497K 1 d402544d497k.htm BRIGHTHOUSE/ARTISAN MID CAP VALUE PORTFOLIO Brighthouse/Artisan Mid Cap Value Portfolio

BRIGHTHOUSE FUNDS

TRUST II

  

SUMMARY PROSPECTUS    May 1, 2017

As Amended and Restated October 10, 2017

 

Brighthouse/Artisan Mid Cap Value Portfolio

(formerly, Met/Artisan Mid Cap Value Portfolio)

Class A, Class B and Class E Shares

 

Before you invest, you may want to review the Portfolio’s Prospectus, which contains more information about the Portfolio and its risks. You can find the Portfolio’s Prospectus and other information about the Portfolio (including the documents listed below) online at www.brighthousefinancial.com/variablefunds. You can also get this information at no cost by calling 1-800-638-7732 or by sending an e-mail request to RCG@brighthousefinancial.com. The Portfolio’s Prospectus and Statement of Additional Information, both dated May 1, 2017, as supplemented from time to time, and the Portfolio’s financial statements for the year ended December 31, 2016, including the notes to the financial statements, the financial highlights and the report of the Portfolio’s independent registered public accounting firm, all of which are included in the Annual Report of the Portfolio, dated December 31, 2016, are all incorporated by reference into this Summary Prospectus. This Summary Prospectus is intended for individuals who have purchased Contracts (as defined below) from insurance companies, including insurance companies affiliated with Brighthouse Investment Advisers, LLC, and is not intended for use by other investors.

Data entries:
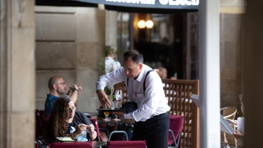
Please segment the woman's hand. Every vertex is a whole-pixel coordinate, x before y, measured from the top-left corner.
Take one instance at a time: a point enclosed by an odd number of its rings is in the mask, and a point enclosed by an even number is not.
[[[86,126],[88,132],[88,135],[89,135],[90,138],[91,140],[95,139],[97,137],[97,133],[96,131],[94,131],[95,127],[94,125],[92,124],[91,124],[87,125]],[[98,130],[99,129],[98,129]]]
[[[78,125],[76,127],[76,130],[74,132],[77,135],[79,135],[81,134],[82,132],[85,131],[87,129],[86,126],[87,125],[84,124],[80,124]]]
[[[92,124],[86,126],[86,128],[88,130],[89,134],[92,133],[94,131],[95,128],[94,126]]]

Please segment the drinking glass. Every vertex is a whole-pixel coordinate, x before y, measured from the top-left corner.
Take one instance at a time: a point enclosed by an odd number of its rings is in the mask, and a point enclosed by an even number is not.
[[[115,91],[115,98],[116,100],[120,102],[120,108],[121,106],[121,100],[123,98],[123,92],[122,90],[116,90]]]
[[[105,115],[105,119],[104,119],[105,120],[109,120],[109,119],[108,119],[108,116],[109,115],[109,112],[104,112],[104,115]]]
[[[109,100],[109,101],[110,101],[110,103],[111,104],[111,103],[112,103],[112,101],[113,101],[113,96],[112,95],[107,95],[107,97],[108,97],[108,100]],[[106,108],[105,109],[110,109],[111,107],[108,108],[108,107],[106,107]]]

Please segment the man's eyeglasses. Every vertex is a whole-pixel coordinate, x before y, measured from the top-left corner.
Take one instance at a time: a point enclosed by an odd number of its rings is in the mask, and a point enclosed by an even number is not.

What you will do:
1 - From the Brighthouse/Artisan Mid Cap Value Portfolio summary prospectus, write out the passage that opens with the words "SUMMARY PROSPECTUS    May 1, 2017" and stops after "Cap Value Portfolio)".
2 - Extend the Brighthouse/Artisan Mid Cap Value Portfolio summary prospectus beyond its final sentence.

Answers to each task:
1 -
SUMMARY PROSPECTUS    May 1, 2017

As Amended and Restated October 10, 2017

 

Brighthouse/Artisan Mid Cap Value Portfolio

(formerly, Met/Artisan Mid Cap Value Portfolio)

2 -
 

Investment Objective

 

Long-term capital growth.

 

Fees and Expenses of the Portfolio

 

The following table describes the fees and expenses that you may pay if you buy and hold shares of the Portfolio. The table and the Example below do not reflect the fees, expenses or withdrawal charges imposed by your variable life insurance policy or variable annuity contract (the “Contract”). See the Contract prospectus for a description of those fees, expenses and charges. If Contract expenses were reflected, the fees and expenses in the table and Example would be higher.

 

Shareholder Fees (fees paid directly from your investment)—None

 

Annual Portfolio Operating Expenses (expenses that you pay each year as a percentage of the value of your investment)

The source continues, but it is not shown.